Coordinate annotation records:
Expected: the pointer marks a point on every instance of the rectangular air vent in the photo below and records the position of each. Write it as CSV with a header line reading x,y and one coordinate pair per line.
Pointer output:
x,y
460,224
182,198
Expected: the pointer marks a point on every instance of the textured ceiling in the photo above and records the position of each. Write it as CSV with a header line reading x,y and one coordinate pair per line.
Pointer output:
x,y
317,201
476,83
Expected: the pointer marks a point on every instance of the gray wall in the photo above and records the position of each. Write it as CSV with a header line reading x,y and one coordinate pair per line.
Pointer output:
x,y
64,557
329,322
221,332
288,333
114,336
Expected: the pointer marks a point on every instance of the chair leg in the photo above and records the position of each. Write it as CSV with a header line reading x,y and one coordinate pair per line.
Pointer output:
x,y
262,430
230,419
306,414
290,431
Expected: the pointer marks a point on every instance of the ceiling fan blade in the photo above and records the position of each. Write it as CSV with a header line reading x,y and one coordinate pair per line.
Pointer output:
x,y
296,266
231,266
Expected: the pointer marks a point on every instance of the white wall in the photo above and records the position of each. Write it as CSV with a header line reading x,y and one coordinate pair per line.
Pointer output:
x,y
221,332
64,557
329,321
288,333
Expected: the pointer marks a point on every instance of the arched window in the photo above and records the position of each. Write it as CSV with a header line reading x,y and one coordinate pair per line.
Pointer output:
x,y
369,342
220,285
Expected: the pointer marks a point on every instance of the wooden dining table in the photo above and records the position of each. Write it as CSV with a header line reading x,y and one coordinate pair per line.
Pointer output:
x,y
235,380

==

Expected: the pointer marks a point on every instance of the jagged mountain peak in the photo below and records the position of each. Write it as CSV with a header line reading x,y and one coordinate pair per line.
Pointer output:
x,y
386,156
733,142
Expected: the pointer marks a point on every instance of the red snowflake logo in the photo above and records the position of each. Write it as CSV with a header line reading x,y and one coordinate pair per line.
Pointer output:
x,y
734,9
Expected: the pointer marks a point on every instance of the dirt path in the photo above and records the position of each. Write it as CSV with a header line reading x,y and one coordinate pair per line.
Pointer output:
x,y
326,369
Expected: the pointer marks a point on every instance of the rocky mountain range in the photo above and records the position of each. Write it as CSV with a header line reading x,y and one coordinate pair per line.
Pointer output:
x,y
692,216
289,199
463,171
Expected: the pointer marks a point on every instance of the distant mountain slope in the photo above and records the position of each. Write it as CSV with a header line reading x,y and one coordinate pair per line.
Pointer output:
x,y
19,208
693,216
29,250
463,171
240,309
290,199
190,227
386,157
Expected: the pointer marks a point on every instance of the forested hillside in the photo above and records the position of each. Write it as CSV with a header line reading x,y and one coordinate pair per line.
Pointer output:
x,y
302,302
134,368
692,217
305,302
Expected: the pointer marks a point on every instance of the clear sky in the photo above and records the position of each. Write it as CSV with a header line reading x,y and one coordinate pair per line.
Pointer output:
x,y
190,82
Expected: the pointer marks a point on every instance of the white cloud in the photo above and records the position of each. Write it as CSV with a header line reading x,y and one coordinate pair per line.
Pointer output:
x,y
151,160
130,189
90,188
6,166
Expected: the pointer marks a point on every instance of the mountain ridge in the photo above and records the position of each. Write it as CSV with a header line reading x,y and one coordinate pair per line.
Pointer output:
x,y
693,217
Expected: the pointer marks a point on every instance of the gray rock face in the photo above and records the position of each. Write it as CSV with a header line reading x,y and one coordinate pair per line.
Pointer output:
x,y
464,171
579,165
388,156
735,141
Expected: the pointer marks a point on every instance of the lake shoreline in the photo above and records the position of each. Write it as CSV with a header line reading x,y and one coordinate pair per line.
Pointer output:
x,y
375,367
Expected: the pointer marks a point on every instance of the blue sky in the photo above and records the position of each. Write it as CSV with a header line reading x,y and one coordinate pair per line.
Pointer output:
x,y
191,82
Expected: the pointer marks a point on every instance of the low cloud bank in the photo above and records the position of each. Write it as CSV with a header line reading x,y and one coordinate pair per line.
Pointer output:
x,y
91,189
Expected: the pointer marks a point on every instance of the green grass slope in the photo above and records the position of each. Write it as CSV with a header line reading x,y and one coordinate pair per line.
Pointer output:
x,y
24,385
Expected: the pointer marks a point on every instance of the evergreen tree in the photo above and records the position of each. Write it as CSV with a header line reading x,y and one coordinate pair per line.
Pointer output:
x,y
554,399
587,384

* PROMPT *
Gather every line from the listing above that contains the string "slope". Case counts.

* RESULT FOR THIS EXERCISE *
Expected: the pointer marks a point on every instance of the distant mountain slope in the photo above and records the position of each. Write it as CSV with a header line reading x,y and one coordinate pair per line.
Expected: the pointer marks a point on every instance of the green grass slope in the photo above and records the position of each. Write it as CSV with a header line reading x,y and one coordinate pair per line.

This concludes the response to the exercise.